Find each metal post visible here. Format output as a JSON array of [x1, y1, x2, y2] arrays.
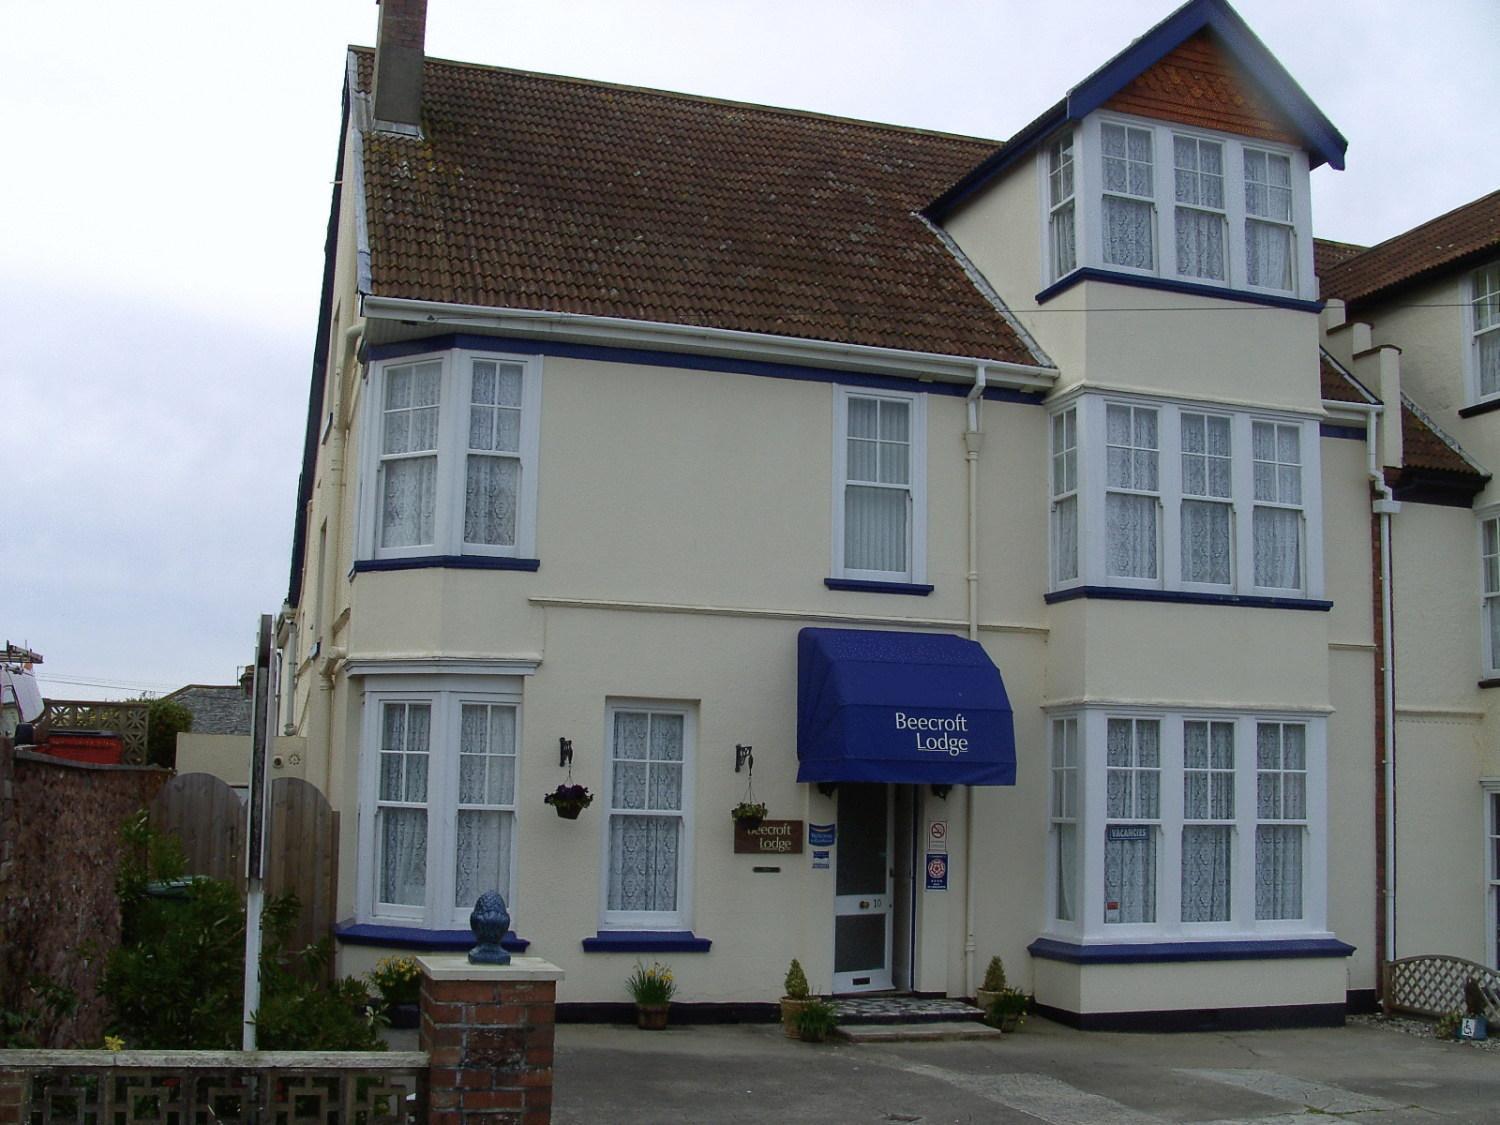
[[242, 614, 275, 1050]]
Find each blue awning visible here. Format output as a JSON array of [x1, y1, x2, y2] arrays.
[[796, 628, 1017, 786]]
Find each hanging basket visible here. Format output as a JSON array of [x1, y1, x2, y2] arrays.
[[732, 802, 768, 830], [545, 784, 594, 819]]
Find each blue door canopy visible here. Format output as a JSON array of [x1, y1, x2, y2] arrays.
[[796, 628, 1017, 786]]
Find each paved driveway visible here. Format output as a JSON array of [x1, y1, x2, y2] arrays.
[[550, 1017, 1499, 1124]]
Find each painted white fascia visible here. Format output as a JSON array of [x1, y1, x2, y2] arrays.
[[344, 656, 541, 678], [359, 294, 1058, 392]]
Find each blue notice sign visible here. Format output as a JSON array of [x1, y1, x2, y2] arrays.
[[925, 852, 948, 891], [811, 849, 830, 870], [809, 822, 836, 847]]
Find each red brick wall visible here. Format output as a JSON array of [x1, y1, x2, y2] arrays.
[[0, 737, 169, 1045], [1104, 30, 1301, 146], [421, 972, 556, 1124]]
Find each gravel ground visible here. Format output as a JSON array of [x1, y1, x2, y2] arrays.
[[1350, 1011, 1500, 1051]]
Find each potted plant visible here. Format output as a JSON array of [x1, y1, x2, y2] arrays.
[[794, 998, 838, 1043], [367, 955, 421, 1029], [780, 958, 811, 1038], [732, 801, 768, 830], [986, 988, 1029, 1033], [626, 961, 675, 1029], [975, 955, 1007, 1015], [544, 783, 593, 820]]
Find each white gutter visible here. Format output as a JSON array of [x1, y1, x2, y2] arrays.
[[962, 364, 986, 999], [1342, 400, 1400, 964], [359, 294, 1058, 392]]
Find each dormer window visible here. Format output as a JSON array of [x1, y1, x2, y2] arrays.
[[1041, 116, 1314, 303]]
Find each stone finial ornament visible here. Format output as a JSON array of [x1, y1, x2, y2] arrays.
[[469, 891, 512, 965]]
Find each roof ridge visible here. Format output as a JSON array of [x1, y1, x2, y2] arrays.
[[347, 44, 1001, 148]]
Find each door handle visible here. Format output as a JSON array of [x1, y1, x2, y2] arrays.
[[859, 900, 870, 909]]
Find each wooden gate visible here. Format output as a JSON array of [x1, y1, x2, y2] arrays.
[[148, 774, 339, 962]]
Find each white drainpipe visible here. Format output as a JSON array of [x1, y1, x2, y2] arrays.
[[962, 365, 986, 998]]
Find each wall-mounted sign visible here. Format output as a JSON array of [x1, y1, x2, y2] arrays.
[[928, 820, 948, 853], [734, 819, 805, 854], [811, 849, 830, 870], [808, 822, 836, 847], [925, 852, 948, 891], [1107, 824, 1150, 841]]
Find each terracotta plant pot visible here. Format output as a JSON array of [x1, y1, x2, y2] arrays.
[[636, 1003, 670, 1030], [780, 997, 809, 1039]]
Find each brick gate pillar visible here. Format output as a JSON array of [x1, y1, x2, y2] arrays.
[[417, 954, 564, 1125]]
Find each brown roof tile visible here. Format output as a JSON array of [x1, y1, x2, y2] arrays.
[[1312, 237, 1365, 281], [1319, 190, 1500, 307], [1319, 350, 1375, 404], [353, 51, 1041, 366], [1401, 397, 1485, 478]]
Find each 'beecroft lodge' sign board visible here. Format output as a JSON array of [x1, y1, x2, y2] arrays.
[[733, 819, 805, 854]]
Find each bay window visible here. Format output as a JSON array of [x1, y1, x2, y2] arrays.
[[1472, 262, 1500, 403], [1047, 394, 1323, 600], [604, 702, 695, 929], [1048, 709, 1326, 939], [1040, 116, 1313, 302], [360, 676, 522, 929], [833, 387, 927, 584], [360, 348, 542, 564]]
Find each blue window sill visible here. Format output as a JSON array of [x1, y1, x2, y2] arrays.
[[334, 921, 530, 952], [1028, 936, 1354, 965], [1045, 586, 1331, 612], [353, 556, 541, 575], [825, 578, 934, 596], [1036, 268, 1323, 314], [581, 931, 712, 953]]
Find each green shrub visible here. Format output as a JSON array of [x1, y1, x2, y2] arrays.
[[144, 697, 193, 769], [784, 959, 810, 1000], [981, 956, 1007, 992], [102, 812, 382, 1051], [0, 976, 79, 1048], [794, 998, 838, 1042]]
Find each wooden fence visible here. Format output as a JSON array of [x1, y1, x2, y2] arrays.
[[148, 774, 338, 961], [1383, 955, 1500, 1019]]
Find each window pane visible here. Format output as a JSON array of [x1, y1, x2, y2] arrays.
[[608, 815, 680, 911], [878, 399, 910, 442], [1056, 823, 1077, 922], [1480, 332, 1500, 397], [1107, 493, 1157, 578], [614, 712, 649, 759], [454, 810, 511, 907], [1104, 196, 1154, 270], [1182, 500, 1231, 584], [1054, 495, 1078, 582], [1176, 208, 1225, 280], [464, 456, 519, 546], [380, 457, 437, 547], [613, 761, 647, 810], [1247, 219, 1293, 290], [1105, 830, 1156, 923], [847, 437, 879, 482], [1256, 825, 1303, 919], [1053, 202, 1076, 276], [650, 714, 684, 761], [1182, 825, 1232, 922], [378, 807, 427, 906], [848, 397, 878, 439], [1254, 507, 1301, 588], [845, 485, 907, 572]]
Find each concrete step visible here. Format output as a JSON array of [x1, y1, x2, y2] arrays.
[[834, 1021, 1006, 1043]]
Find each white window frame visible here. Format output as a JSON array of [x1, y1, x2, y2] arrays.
[[1044, 707, 1328, 944], [1050, 716, 1080, 922], [1047, 133, 1077, 279], [1484, 782, 1500, 970], [1099, 121, 1157, 274], [1049, 393, 1323, 599], [1051, 407, 1080, 588], [357, 348, 542, 562], [1469, 261, 1500, 405], [600, 700, 696, 931], [1481, 514, 1500, 678], [1181, 718, 1236, 925], [1103, 715, 1163, 926], [1254, 720, 1309, 923], [1041, 114, 1315, 302], [1172, 134, 1228, 284], [356, 673, 524, 930], [831, 386, 927, 584]]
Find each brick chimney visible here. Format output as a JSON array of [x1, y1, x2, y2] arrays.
[[372, 0, 427, 135]]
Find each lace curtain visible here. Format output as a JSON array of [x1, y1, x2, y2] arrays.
[[1106, 405, 1158, 579], [1055, 824, 1078, 922], [1105, 832, 1156, 923], [1253, 422, 1302, 588], [1256, 723, 1305, 919], [454, 704, 516, 907], [465, 362, 523, 546], [378, 702, 430, 907], [845, 396, 910, 572], [609, 711, 685, 913], [1174, 136, 1225, 280], [1105, 718, 1159, 923], [1245, 149, 1294, 290], [1246, 220, 1293, 290], [1256, 827, 1303, 919], [379, 362, 442, 548], [1102, 123, 1154, 270]]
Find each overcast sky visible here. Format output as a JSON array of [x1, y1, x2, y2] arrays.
[[4, 0, 1497, 699]]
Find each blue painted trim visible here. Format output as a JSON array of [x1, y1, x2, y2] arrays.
[[1045, 586, 1332, 612], [352, 555, 541, 574], [1035, 268, 1324, 314], [1320, 423, 1367, 441], [926, 103, 1068, 219], [364, 334, 1048, 406], [824, 578, 935, 597], [581, 931, 712, 953], [334, 921, 530, 952], [1028, 936, 1355, 965]]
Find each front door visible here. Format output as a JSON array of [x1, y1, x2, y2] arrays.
[[834, 783, 893, 992]]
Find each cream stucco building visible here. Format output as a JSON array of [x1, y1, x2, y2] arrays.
[[277, 0, 1487, 1028]]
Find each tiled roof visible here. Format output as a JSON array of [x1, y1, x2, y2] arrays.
[[352, 50, 1043, 366], [1319, 350, 1376, 404], [1400, 397, 1486, 480], [1312, 237, 1365, 283], [1318, 190, 1500, 308]]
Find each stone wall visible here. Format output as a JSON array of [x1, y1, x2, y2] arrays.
[[0, 736, 169, 1046]]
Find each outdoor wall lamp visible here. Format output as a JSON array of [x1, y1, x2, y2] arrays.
[[558, 737, 573, 769], [735, 744, 754, 773], [930, 784, 952, 800]]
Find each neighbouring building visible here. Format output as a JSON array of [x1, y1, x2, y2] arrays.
[[279, 0, 1487, 1027]]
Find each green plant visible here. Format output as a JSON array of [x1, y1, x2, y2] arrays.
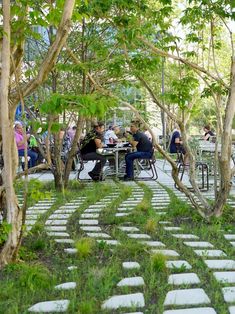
[[145, 218, 158, 234], [150, 253, 167, 273], [0, 222, 12, 246], [75, 238, 95, 258], [136, 200, 149, 212]]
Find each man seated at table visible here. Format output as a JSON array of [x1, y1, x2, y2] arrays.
[[80, 122, 106, 181], [169, 124, 188, 164], [124, 121, 153, 181]]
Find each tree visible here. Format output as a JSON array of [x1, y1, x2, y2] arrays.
[[0, 0, 75, 267]]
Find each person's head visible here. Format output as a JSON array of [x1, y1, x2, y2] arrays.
[[94, 121, 105, 134], [130, 121, 140, 134], [112, 125, 120, 134], [14, 122, 23, 134], [204, 125, 211, 132]]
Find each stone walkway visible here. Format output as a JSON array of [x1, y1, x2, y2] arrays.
[[20, 162, 235, 313]]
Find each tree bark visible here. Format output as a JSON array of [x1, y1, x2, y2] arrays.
[[0, 0, 75, 268], [0, 0, 22, 267]]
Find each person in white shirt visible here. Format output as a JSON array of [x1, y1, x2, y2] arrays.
[[104, 125, 120, 144]]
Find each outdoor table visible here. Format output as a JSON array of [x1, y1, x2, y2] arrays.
[[97, 144, 131, 177]]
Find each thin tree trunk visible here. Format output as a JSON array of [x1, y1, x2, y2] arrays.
[[0, 0, 22, 267], [64, 116, 84, 187]]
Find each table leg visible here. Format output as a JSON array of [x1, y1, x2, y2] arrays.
[[115, 151, 119, 176]]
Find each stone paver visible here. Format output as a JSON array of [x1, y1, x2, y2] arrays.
[[168, 273, 200, 285], [229, 306, 235, 314], [28, 300, 70, 312], [184, 241, 214, 248], [64, 248, 77, 254], [118, 226, 140, 232], [122, 262, 140, 270], [141, 241, 165, 247], [164, 288, 211, 306], [204, 260, 235, 269], [96, 239, 119, 245], [86, 232, 111, 238], [224, 235, 235, 240], [79, 219, 99, 225], [117, 276, 145, 287], [172, 234, 199, 239], [194, 250, 226, 257], [102, 293, 145, 309], [166, 260, 192, 269], [55, 282, 77, 290], [55, 239, 74, 244], [115, 213, 129, 217], [222, 287, 235, 302], [127, 233, 151, 239], [152, 249, 179, 257], [45, 226, 66, 231], [80, 213, 99, 218], [163, 308, 217, 314], [164, 227, 182, 231], [80, 226, 102, 231], [213, 272, 235, 283]]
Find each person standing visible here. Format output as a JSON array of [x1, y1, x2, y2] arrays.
[[124, 121, 153, 180], [80, 122, 106, 181]]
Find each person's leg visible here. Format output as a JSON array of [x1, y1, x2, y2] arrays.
[[27, 149, 38, 167], [82, 152, 106, 177], [125, 151, 152, 178]]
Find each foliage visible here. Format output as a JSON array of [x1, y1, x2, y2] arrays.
[[0, 222, 12, 246], [144, 218, 158, 234], [75, 237, 96, 258], [150, 253, 167, 273]]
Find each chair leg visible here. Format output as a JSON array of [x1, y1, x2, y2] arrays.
[[135, 159, 158, 181]]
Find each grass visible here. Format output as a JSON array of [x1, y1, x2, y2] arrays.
[[1, 179, 235, 313], [75, 237, 96, 258]]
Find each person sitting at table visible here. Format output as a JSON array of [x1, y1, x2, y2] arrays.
[[203, 125, 215, 141], [123, 121, 153, 181], [80, 122, 106, 181], [14, 122, 38, 168], [169, 125, 187, 164], [104, 125, 120, 144]]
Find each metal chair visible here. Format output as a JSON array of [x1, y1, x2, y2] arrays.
[[134, 153, 158, 181], [176, 161, 209, 191]]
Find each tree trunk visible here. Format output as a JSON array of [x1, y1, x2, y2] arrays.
[[64, 116, 84, 188], [0, 0, 22, 267], [0, 0, 75, 267], [212, 58, 235, 216]]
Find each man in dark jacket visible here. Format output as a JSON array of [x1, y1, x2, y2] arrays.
[[124, 121, 153, 180], [81, 122, 106, 181]]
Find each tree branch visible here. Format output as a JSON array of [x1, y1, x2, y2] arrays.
[[10, 0, 75, 105], [138, 36, 229, 89]]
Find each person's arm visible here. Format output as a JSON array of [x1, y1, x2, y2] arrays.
[[95, 138, 103, 148], [15, 133, 30, 146], [204, 133, 210, 141], [175, 137, 183, 144]]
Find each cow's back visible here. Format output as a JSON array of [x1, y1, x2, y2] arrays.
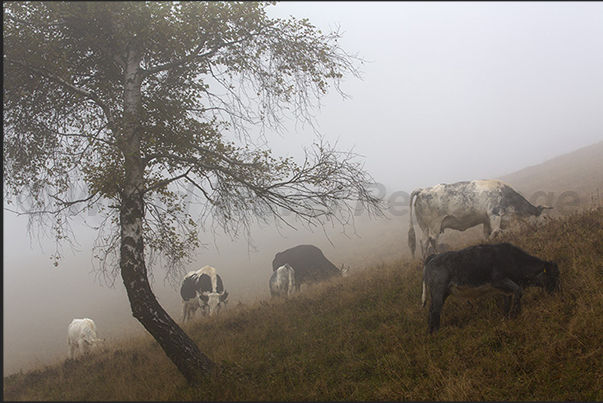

- _Exercise prompt_
Please retype exactly the lines from the one containing "Find each person's arm" to the last line of the records above, both included, without any pictures.

- _Task output_
Find each person's arm visible here. Format output as a JSON array of [x1, y1, x2, y2] arrays.
[[95, 138, 103, 148], [15, 133, 30, 146], [204, 133, 210, 141], [175, 137, 183, 144]]
Find each cow's back visible here. Format output as a JSON array of [x1, y1, x2, y2] arrays.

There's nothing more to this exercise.